**ZIEL**
Gib sämtliche Zeilen aller folgenden Einträge als JSON-Liste von Strings aus, je Zeile ein String. Leerzeilen und Bilder lässt du weg.

**ZU VERARBEITENDE DATEN**

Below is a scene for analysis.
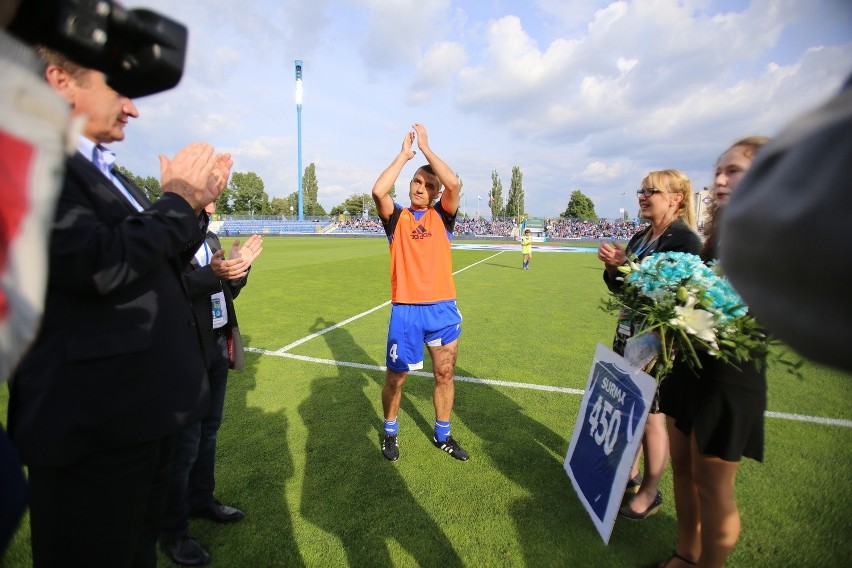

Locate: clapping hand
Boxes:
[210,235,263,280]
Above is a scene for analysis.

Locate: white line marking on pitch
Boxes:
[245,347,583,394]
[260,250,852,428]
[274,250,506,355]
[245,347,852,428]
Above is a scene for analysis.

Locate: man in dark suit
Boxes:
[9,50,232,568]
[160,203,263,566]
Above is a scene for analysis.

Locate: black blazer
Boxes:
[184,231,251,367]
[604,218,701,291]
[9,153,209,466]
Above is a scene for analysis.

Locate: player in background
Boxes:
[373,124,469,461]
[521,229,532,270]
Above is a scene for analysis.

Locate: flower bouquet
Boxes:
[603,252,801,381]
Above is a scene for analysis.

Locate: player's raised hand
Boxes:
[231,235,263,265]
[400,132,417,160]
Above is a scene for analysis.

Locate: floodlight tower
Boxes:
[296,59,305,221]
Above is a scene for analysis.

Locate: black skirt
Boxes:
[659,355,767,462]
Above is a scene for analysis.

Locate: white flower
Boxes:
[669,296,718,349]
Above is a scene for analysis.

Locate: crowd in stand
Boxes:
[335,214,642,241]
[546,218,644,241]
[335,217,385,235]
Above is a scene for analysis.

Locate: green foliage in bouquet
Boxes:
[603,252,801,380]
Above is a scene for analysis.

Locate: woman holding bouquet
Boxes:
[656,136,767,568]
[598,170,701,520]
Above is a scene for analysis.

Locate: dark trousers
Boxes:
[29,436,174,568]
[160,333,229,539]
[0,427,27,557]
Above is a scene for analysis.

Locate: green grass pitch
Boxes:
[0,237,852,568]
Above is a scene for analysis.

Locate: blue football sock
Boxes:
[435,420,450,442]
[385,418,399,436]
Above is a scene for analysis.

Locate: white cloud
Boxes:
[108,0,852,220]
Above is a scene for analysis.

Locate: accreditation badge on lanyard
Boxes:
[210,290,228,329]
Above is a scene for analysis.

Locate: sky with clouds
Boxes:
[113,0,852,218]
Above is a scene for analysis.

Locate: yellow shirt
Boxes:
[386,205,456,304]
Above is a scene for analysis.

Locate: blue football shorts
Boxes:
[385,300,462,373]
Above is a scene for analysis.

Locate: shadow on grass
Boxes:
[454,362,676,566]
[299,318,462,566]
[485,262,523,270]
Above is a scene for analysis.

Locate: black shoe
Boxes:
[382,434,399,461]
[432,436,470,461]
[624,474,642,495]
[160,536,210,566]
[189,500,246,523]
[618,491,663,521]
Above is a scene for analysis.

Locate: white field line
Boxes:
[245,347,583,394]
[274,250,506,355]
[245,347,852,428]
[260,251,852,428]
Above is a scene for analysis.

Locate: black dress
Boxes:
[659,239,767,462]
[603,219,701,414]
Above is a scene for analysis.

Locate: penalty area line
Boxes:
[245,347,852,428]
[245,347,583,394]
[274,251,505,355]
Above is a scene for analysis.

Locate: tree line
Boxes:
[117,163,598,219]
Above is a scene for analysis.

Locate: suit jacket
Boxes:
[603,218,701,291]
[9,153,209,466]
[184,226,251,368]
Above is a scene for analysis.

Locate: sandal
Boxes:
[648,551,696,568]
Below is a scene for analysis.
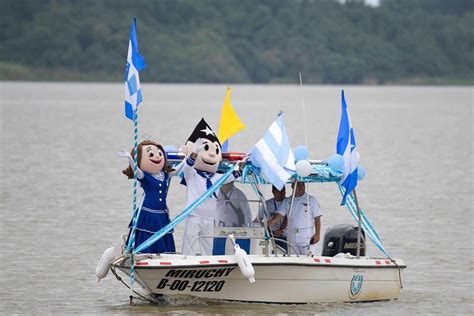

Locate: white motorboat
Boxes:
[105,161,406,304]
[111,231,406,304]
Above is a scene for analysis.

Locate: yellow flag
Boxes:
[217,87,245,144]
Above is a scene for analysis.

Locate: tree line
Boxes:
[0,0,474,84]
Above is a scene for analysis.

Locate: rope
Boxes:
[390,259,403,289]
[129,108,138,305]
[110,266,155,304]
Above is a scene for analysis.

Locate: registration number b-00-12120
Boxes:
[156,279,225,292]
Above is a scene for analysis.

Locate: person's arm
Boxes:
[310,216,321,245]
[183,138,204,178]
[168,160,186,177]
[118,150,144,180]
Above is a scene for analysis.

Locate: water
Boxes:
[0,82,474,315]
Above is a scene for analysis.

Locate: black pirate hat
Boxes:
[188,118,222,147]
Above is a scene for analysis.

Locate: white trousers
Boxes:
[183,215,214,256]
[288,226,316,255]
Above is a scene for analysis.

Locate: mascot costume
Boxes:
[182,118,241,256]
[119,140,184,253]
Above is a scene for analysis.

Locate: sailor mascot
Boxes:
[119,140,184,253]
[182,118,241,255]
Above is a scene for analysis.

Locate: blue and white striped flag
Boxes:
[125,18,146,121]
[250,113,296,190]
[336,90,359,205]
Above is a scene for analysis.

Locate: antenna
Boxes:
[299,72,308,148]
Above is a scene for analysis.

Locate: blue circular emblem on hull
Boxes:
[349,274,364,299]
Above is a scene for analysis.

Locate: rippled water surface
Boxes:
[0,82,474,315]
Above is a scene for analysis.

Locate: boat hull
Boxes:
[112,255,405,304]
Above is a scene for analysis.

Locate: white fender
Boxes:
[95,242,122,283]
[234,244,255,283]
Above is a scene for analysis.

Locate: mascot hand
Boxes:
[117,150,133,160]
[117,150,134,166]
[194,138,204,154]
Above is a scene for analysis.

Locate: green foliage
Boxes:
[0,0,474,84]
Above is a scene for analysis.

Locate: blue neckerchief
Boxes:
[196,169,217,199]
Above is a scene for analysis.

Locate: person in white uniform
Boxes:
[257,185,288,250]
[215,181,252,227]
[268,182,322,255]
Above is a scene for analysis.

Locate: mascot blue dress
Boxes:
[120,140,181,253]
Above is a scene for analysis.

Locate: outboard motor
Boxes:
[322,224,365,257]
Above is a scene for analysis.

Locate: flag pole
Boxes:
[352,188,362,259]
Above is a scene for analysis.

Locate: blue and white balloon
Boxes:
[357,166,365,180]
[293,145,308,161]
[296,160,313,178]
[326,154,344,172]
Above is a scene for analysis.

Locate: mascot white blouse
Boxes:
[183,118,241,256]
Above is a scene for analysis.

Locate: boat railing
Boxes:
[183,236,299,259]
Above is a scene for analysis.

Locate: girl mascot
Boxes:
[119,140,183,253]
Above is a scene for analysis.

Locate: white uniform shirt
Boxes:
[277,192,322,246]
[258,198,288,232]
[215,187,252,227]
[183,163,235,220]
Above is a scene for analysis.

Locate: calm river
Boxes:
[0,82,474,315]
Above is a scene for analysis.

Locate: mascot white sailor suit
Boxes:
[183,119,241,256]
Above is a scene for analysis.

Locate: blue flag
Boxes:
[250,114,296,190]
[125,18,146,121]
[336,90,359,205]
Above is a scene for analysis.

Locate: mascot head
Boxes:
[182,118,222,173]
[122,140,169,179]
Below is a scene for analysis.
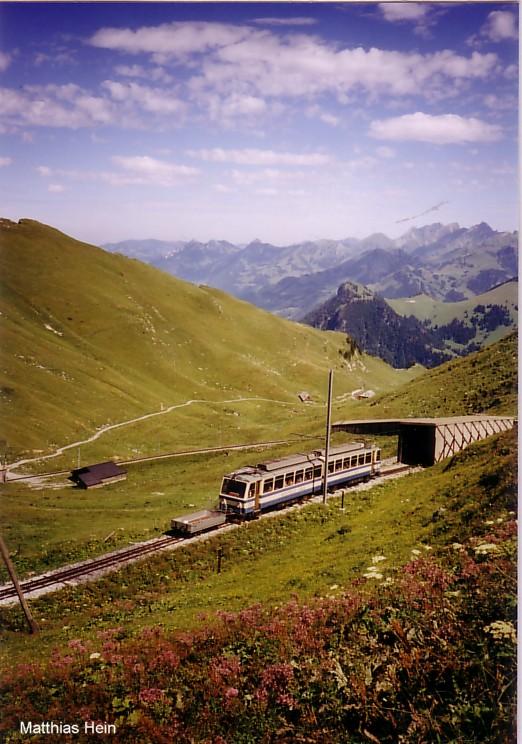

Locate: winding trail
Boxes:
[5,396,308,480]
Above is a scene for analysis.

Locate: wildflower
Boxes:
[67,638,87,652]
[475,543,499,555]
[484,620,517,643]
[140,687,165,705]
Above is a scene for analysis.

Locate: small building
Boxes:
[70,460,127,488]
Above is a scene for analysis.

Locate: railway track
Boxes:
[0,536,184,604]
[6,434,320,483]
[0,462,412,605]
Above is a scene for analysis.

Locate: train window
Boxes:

**RICHTIGES ERGEBNIS**
[
  "Below is a scene for analysis.",
  "Locate: clapping hand",
  "Boxes:",
  "[210,235,263,280]",
  "Above is a scene for analysis.",
  "Locate: white line marking on pitch",
  "Boxes:",
  "[245,347,583,394]",
  "[260,250,852,428]",
  "[274,250,506,355]",
  "[245,347,852,428]",
  "Above is a scene for analysis.",
  "Locate: man in dark suit",
  "Boxes:",
  "[9,50,232,568]",
  "[160,203,263,566]",
  "Above is a scene for analysis.",
  "Locate: black blazer",
  "Boxes:",
  "[184,231,251,367]",
  "[604,218,701,291]",
  "[9,153,209,466]",
  "Above is a scene for analysis.",
  "Locate: player in background",
  "Boxes:",
  "[373,124,469,461]",
  "[521,229,532,270]",
  "Above is a scene for analysis.",
  "Locate: flower bouquet",
  "Boxes:",
  "[603,252,801,381]",
  "Above is a scene for analysis.",
  "Locate: player's raised hand",
  "Boxes:",
  "[231,235,263,265]",
  "[400,132,417,160]",
  "Above is a scene for analysis.",
  "Locate: floodlight tower",
  "Boxes:",
  "[296,59,305,221]",
  "Above is a scene for analysis.",
  "Locate: black skirt",
  "Boxes:",
  "[659,355,767,462]",
  "Above is a scene for analysis.",
  "Locate: white flower",
  "Boxes:",
  "[669,296,718,349]",
  "Above is a scene for analysis.",
  "Locate: crowd in stand",
  "Boxes:",
  "[335,214,642,241]",
  "[546,218,644,241]",
  "[335,217,385,235]",
  "Above is a scene for analysis.",
  "Locate: green foliage in bouquet",
  "Boxes:",
  "[603,252,801,380]",
  "Above is a scene for analysis.",
  "Locate: woman holding bouquet",
  "Boxes:",
  "[656,136,767,568]",
  "[598,170,701,520]",
  "Above is a scene for analysis.",
  "Locate: dark trousers",
  "Boxes:",
  "[29,436,174,568]",
  "[160,333,229,539]",
  "[0,427,27,557]",
  "Above is a scene for analysis.",
  "Locate: green grass pitch",
  "Boxes:",
  "[0,237,852,568]",
  "Above is a scene for analysis.",
  "Locate: blue football sock",
  "Boxes:",
  "[435,420,450,442]",
  "[385,418,399,436]",
  "Above is a scene for analysis.",
  "Locate: white cloud",
  "Boxes:",
  "[108,0,852,220]",
  "Above is a scene for analysis.",
  "Locate: accreditation badge on lanyard",
  "Boxes:",
  "[210,290,228,329]",
  "Above is a scene for analysis.",
  "Locate: sky with clouds",
  "Boxes:",
  "[113,0,852,218]",
  "Above is a scene for analysis.",
  "Locate: yellow shirt",
  "Boxes:",
  "[386,205,456,304]",
  "Above is a scene for analysis.",
  "Locate: blue football shorts",
  "Boxes:",
  "[385,300,462,373]",
  "Above is a scene for analysis.",
  "Locate: shadow on grass",
  "Boxes:",
  "[454,362,676,566]",
  "[299,318,462,566]",
  "[485,262,523,270]",
  "Above is a scene for analysis.",
  "Locate: black shoe",
  "Boxes:",
  "[382,434,399,461]",
  "[432,436,470,461]",
  "[624,474,642,495]",
  "[160,536,210,566]",
  "[189,500,246,523]",
  "[618,491,663,521]",
  "Above is a scene for analysis.",
  "Locate: white field line",
  "Boxes:",
  "[245,347,583,394]",
  "[274,250,506,355]",
  "[245,347,852,428]",
  "[260,251,852,428]",
  "Above is a scene for analysis.",
  "Locate: black dress",
  "Boxes:",
  "[659,239,767,462]",
  "[603,219,701,414]",
  "Above is a scene for analysis.",
  "Locate: penalty area line",
  "Boxes:",
  "[245,347,852,428]",
  "[245,347,583,394]",
  "[274,251,505,355]",
  "Above is a scene for analysis.",
  "Locate: tree line",
  "Boxes:",
  "[117,163,598,219]",
  "Above is a scene for analysis.",
  "Locate: suit jacket",
  "Boxes:",
  "[603,218,701,291]",
  "[9,153,209,466]",
  "[184,226,251,368]",
  "Above is a scene for analysis.",
  "Locate: sandal",
  "Boxes:",
  "[648,551,696,568]",
  "Below is a scene for analysis.",
  "Locate: white motorboat",
  "Boxes:",
  "[105,161,406,304]",
  "[111,231,406,304]",
  "Above is a scene for analysis.",
  "Locate: yellow flag",
  "Boxes:",
  "[217,87,245,144]",
  "Above is a scene for analysis.",
  "Locate: tree line",
  "Boxes:",
  "[0,0,474,84]",
  "Above is a scene for analysis.",
  "Locate: rope",
  "Boxes:",
  "[390,259,403,289]",
  "[129,108,138,305]",
  "[110,266,155,304]",
  "Above is a scene for analysis.",
  "Locate: registration number b-00-12120",
  "Boxes:",
  "[156,279,225,292]",
  "Above is a scene for analysis.",
  "Locate: person's arm",
  "Boxes:",
  "[310,216,321,245]",
  "[183,138,204,178]",
  "[168,160,186,177]",
  "[118,150,144,180]",
  "Above is a scene for analysis.",
  "Locate: water",
  "Boxes:",
  "[0,82,474,315]",
  "Above is a scene for analysis.",
  "Locate: black pirate hat",
  "Boxes:",
  "[188,118,222,147]",
  "Above is a scene for analysis.",
  "Locate: white trousers",
  "Boxes:",
  "[183,215,214,256]",
  "[288,226,316,255]",
  "Above is a scene for analysis.",
  "Locate: mascot costume",
  "Boxes:",
  "[182,118,241,256]",
  "[119,140,184,253]",
  "Above is a scene for analysis.",
  "Locate: sailor mascot",
  "Boxes:",
  "[119,140,184,253]",
  "[182,118,241,255]",
  "Above is a scene for analysis.",
  "Locate: blue and white striped flag",
  "Boxes:",
  "[125,18,146,121]",
  "[250,113,296,190]",
  "[336,90,359,205]",
  "Above is a scene for analysis.",
  "Locate: antenna",
  "Boxes:",
  "[299,72,308,148]",
  "Above is a scene for analysis.",
  "Locate: blue circular emblem on hull",
  "Boxes:",
  "[349,274,364,299]",
  "Above is a scene for analysis.",
  "Locate: rippled water surface",
  "Boxes:",
  "[0,82,474,315]",
  "Above is a scene for analysis.",
  "Locate: boat hull",
  "Boxes:",
  "[112,255,405,304]",
  "Above is a scene for analysis.",
  "Locate: white fender",
  "Boxes:",
  "[95,242,122,283]",
  "[234,244,255,283]",
  "Above is a scene for analysis.",
  "Locate: mascot hand",
  "Boxes:",
  "[117,150,133,160]",
  "[117,150,134,166]",
  "[194,138,204,154]",
  "Above is a scene for analysis.",
  "Locate: green foliage",
  "Boxes:",
  "[0,0,474,84]",
  "Above is a scene for analysis.",
  "Locate: blue neckerchief",
  "Boxes:",
  "[196,169,217,199]",
  "Above is a scene for analysis.",
  "Locate: person in white uniform",
  "Boxes:",
  "[257,185,288,250]",
  "[215,181,252,227]",
  "[268,182,322,255]",
  "Above is a scene for analysis.",
  "Locate: mascot blue dress",
  "Boxes:",
  "[120,140,181,253]",
  "Above is a scene for analysis.",
  "Locate: outboard motor",
  "Boxes:",
  "[322,224,365,257]",
  "Above is a scene for analysis.",
  "Locate: flag pole",
  "Boxes:",
  "[352,188,362,259]",
  "Above is a scene for analysis.",
  "Locate: blue and white balloon",
  "Boxes:",
  "[357,166,365,180]",
  "[293,145,308,161]",
  "[296,160,313,178]",
  "[326,154,344,172]",
  "Above is a scene for analysis.",
  "Locate: mascot white blouse",
  "Boxes:",
  "[183,118,241,256]",
  "Above is a scene for analysis.",
  "Locate: boat railing",
  "Boxes:",
  "[183,236,299,259]",
  "Above is a scene for analysis.",
  "Locate: girl mascot",
  "Boxes:",
  "[119,140,183,253]",
  "Above is a scene for analysis.",
  "Locate: white uniform shirt",
  "Boxes:",
  "[277,192,322,246]",
  "[258,198,288,232]",
  "[215,187,252,227]",
  "[183,163,235,220]",
  "Above is a scene for analysis.",
  "Locate: calm river",
  "Boxes:",
  "[0,82,474,315]",
  "Above is a scene for analysis.",
  "Locate: mascot white sailor suit",
  "Boxes:",
  "[183,119,241,256]",
  "Above is a scene for analysis.",
  "Locate: blue flag",
  "Boxes:",
  "[250,114,296,190]",
  "[125,18,146,121]",
  "[336,90,359,205]",
  "Above is a scene for analysis.",
  "Locate: mascot head",
  "Boxes:",
  "[182,118,222,173]",
  "[122,140,169,179]",
  "Below is a scene for analysis.",
  "Locate: winding trail",
  "Boxes:",
  "[5,396,308,480]",
  "Above is a scene for analysis.",
  "Locate: wildflower",
  "Boxes:",
  "[67,638,87,652]",
  "[475,543,499,555]",
  "[484,620,517,643]",
  "[140,687,165,705]",
  "Above is a scene for analysis.",
  "Locate: small building",
  "Boxes:",
  "[70,460,127,488]",
  "Above is a scene for analysis.",
  "Locate: railway track",
  "Boxes:",
  "[0,536,184,604]",
  "[6,434,320,483]",
  "[0,462,412,605]",
  "Above is a scene for analysis.",
  "Locate: train window",
  "Boxes:"
]